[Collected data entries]
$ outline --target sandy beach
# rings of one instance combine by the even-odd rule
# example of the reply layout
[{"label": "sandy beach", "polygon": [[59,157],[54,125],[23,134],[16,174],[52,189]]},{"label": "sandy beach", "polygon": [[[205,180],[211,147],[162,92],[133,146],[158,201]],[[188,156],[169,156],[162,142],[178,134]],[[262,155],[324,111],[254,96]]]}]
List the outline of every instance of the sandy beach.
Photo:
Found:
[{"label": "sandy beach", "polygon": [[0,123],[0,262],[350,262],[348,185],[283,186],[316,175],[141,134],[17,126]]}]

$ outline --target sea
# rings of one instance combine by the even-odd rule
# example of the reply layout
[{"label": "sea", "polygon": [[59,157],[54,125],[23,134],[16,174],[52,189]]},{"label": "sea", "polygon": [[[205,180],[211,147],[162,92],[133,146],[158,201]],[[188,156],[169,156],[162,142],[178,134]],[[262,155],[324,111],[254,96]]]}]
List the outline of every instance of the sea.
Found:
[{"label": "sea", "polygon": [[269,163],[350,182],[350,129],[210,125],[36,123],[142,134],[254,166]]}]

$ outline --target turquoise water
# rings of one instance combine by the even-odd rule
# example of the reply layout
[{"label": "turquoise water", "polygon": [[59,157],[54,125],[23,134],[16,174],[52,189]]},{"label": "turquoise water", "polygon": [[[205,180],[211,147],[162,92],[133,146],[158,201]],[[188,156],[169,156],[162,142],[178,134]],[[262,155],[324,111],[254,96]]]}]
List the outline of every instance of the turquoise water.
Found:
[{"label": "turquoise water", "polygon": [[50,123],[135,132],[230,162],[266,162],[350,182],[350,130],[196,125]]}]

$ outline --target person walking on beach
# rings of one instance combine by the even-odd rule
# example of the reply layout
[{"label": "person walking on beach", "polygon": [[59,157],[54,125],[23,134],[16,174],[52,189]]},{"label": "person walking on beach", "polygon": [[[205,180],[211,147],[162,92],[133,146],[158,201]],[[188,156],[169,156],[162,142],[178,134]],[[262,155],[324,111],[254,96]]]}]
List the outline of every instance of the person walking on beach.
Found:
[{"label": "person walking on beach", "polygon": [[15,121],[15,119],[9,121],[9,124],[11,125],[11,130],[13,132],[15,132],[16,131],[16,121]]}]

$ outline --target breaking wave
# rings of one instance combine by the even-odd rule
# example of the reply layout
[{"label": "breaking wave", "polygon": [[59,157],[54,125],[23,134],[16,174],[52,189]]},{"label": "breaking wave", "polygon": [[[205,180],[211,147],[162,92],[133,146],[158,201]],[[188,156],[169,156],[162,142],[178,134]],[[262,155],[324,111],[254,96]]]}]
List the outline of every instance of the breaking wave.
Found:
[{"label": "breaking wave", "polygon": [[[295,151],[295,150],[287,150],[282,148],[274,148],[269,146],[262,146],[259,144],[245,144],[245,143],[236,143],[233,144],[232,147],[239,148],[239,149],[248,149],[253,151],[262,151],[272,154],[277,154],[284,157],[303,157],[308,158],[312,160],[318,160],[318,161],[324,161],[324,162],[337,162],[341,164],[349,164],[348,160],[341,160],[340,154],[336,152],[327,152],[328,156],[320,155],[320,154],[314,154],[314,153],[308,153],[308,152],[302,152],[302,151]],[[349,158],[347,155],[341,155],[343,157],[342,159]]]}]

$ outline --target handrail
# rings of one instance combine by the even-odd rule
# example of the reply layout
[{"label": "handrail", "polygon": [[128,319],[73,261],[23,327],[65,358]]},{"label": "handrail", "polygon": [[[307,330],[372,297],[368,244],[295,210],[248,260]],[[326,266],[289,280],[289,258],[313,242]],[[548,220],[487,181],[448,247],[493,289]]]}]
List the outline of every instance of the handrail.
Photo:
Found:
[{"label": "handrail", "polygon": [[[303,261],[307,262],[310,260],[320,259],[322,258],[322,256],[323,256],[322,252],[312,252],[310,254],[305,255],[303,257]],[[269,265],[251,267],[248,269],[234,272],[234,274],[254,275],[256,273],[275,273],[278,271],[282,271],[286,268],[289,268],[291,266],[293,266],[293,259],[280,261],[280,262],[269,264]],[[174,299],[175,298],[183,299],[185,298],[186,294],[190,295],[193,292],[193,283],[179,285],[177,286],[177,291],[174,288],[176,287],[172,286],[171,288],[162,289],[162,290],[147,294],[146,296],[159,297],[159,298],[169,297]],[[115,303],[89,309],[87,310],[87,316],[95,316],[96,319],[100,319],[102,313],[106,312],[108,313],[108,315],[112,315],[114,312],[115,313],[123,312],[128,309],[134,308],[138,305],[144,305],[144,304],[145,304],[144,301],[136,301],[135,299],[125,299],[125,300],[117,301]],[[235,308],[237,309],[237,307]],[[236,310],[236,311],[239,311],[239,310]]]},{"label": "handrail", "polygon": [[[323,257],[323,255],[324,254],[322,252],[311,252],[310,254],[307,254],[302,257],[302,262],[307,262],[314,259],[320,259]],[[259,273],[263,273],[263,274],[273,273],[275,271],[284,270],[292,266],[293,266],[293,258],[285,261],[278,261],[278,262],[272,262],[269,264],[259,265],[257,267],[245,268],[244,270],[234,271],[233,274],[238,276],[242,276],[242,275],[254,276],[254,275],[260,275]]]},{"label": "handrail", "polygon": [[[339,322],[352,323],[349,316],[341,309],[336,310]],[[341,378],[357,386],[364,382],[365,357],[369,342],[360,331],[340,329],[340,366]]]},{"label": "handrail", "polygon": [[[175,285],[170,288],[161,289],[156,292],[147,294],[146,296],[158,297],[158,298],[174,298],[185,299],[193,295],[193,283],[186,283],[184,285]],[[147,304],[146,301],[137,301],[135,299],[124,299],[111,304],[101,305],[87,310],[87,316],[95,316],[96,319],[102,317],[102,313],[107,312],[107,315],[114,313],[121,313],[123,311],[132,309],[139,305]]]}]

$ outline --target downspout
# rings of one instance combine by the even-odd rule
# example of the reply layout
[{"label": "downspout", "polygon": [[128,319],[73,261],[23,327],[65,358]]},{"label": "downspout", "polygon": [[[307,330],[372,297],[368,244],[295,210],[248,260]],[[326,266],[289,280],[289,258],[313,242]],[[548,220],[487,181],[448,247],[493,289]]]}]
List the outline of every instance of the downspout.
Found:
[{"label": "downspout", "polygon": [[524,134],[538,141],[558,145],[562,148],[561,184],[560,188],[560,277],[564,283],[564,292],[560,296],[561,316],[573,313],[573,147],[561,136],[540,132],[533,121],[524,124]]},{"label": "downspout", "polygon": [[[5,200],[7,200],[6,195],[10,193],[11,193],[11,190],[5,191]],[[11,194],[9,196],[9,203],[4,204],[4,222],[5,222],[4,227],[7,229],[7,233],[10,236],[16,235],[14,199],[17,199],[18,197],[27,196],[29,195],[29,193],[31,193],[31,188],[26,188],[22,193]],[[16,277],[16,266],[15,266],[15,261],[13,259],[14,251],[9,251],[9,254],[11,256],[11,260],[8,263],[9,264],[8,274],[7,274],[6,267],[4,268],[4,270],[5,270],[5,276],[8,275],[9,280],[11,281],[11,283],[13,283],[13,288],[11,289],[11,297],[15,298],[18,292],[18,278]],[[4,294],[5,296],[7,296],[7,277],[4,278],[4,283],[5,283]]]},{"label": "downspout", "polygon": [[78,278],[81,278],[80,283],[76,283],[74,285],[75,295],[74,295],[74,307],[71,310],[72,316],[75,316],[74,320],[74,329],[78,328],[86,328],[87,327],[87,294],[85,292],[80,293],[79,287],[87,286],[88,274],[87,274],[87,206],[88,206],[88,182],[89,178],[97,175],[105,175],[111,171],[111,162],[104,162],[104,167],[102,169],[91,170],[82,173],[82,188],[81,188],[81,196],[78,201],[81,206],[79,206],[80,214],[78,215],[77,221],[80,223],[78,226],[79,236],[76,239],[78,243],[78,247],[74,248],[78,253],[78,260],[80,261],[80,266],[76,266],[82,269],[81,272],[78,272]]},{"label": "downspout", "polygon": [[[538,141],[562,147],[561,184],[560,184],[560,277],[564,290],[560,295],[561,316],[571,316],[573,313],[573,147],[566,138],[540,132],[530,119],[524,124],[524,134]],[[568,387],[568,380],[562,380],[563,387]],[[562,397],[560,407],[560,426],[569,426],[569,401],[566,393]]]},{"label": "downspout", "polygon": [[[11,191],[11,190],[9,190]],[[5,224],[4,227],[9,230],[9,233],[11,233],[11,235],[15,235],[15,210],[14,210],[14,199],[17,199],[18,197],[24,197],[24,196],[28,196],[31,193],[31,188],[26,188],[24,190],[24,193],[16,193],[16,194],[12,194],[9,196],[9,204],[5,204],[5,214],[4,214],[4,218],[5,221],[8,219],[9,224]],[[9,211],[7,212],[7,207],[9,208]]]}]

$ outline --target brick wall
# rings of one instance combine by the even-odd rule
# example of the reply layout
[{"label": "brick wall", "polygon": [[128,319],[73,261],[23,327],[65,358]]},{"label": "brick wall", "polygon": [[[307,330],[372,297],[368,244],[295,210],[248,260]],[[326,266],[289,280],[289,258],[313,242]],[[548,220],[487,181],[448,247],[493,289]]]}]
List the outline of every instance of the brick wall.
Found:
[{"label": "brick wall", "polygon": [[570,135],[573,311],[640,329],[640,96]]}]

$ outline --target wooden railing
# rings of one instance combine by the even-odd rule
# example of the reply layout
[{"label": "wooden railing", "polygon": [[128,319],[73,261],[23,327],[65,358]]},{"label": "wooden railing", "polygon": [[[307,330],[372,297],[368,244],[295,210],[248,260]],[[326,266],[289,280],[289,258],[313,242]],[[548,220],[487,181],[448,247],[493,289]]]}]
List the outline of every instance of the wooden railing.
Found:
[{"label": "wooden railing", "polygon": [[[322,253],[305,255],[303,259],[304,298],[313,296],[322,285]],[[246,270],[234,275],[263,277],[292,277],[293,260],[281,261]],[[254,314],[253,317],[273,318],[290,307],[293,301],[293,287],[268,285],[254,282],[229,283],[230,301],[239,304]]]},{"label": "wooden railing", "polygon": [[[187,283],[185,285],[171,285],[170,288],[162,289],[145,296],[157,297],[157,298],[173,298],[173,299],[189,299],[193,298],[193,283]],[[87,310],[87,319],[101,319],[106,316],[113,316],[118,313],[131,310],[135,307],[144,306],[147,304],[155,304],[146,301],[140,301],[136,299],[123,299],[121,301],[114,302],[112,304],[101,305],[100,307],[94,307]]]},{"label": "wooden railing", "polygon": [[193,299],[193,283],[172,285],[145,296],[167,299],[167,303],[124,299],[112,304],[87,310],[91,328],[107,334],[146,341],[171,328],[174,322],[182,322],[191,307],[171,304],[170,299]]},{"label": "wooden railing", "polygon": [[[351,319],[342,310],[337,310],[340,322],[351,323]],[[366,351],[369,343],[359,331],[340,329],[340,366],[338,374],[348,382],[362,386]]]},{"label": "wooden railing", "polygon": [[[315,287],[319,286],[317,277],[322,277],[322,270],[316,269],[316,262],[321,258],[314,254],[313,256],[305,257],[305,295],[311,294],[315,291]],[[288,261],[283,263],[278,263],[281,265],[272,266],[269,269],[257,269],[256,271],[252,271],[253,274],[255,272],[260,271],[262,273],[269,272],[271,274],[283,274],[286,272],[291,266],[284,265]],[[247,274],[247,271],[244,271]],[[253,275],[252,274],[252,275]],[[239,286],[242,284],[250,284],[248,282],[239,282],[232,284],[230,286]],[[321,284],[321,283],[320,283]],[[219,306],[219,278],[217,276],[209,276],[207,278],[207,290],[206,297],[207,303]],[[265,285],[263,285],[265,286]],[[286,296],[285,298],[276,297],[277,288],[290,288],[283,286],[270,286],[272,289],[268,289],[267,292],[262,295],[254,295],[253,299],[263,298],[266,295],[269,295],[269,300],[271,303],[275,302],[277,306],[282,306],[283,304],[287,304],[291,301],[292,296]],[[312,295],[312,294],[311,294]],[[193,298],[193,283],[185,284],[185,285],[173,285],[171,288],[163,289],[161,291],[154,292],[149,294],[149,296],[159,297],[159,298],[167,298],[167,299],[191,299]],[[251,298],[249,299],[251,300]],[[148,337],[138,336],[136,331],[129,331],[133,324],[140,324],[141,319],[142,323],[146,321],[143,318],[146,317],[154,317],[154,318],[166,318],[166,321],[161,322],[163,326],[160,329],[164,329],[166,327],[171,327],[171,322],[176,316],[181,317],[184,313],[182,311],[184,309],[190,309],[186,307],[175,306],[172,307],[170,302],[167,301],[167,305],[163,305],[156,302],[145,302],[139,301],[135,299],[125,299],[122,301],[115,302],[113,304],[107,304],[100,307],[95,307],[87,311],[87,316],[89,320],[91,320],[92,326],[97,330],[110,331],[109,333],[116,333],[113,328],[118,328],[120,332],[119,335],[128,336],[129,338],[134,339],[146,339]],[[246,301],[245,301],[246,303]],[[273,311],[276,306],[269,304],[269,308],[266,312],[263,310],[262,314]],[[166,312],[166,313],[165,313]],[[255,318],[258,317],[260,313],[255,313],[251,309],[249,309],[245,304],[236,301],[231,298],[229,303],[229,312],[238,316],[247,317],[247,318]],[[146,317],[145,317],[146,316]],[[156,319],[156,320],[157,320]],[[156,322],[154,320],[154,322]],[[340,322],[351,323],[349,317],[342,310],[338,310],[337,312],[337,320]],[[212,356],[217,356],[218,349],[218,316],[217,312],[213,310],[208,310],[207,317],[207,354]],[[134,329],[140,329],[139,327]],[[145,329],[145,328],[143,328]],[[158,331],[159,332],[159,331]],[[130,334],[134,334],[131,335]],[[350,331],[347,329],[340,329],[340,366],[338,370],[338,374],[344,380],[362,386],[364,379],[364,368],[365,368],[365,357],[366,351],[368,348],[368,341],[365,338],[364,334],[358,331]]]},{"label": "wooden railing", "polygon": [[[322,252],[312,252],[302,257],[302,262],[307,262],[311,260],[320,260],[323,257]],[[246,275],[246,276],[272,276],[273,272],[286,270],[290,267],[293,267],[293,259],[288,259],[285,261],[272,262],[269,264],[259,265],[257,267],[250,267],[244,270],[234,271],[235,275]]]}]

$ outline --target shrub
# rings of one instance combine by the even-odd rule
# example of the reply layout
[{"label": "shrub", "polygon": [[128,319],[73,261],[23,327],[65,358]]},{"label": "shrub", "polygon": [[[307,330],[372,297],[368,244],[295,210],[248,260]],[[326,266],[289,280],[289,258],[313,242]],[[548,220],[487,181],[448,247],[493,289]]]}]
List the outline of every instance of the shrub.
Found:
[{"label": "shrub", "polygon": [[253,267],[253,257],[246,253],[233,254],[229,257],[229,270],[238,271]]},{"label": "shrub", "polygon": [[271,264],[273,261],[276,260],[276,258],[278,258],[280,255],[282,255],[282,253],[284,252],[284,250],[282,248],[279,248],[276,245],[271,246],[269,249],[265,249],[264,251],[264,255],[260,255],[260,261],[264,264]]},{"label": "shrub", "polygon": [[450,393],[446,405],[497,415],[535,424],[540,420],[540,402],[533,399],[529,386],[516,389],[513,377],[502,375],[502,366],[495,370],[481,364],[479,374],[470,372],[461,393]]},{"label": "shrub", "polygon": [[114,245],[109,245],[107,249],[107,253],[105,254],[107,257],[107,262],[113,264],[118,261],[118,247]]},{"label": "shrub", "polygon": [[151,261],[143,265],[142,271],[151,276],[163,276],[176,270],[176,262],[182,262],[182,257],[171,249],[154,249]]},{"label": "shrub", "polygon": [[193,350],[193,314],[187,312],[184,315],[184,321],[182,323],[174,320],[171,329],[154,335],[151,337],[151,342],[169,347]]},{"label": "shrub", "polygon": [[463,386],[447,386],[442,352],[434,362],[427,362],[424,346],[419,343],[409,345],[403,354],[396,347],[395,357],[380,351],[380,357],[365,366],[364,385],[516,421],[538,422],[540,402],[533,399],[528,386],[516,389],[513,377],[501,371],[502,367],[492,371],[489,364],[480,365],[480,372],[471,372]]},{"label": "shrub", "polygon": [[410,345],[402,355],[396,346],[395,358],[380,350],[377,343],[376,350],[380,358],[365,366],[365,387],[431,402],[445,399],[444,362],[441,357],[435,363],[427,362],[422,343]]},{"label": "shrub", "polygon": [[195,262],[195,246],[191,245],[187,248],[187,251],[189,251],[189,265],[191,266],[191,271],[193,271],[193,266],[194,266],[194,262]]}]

> _Exercise details_
The number of lines in the entries holding the word "target" is what is needed. Supply that number only.

> _Solution below_
10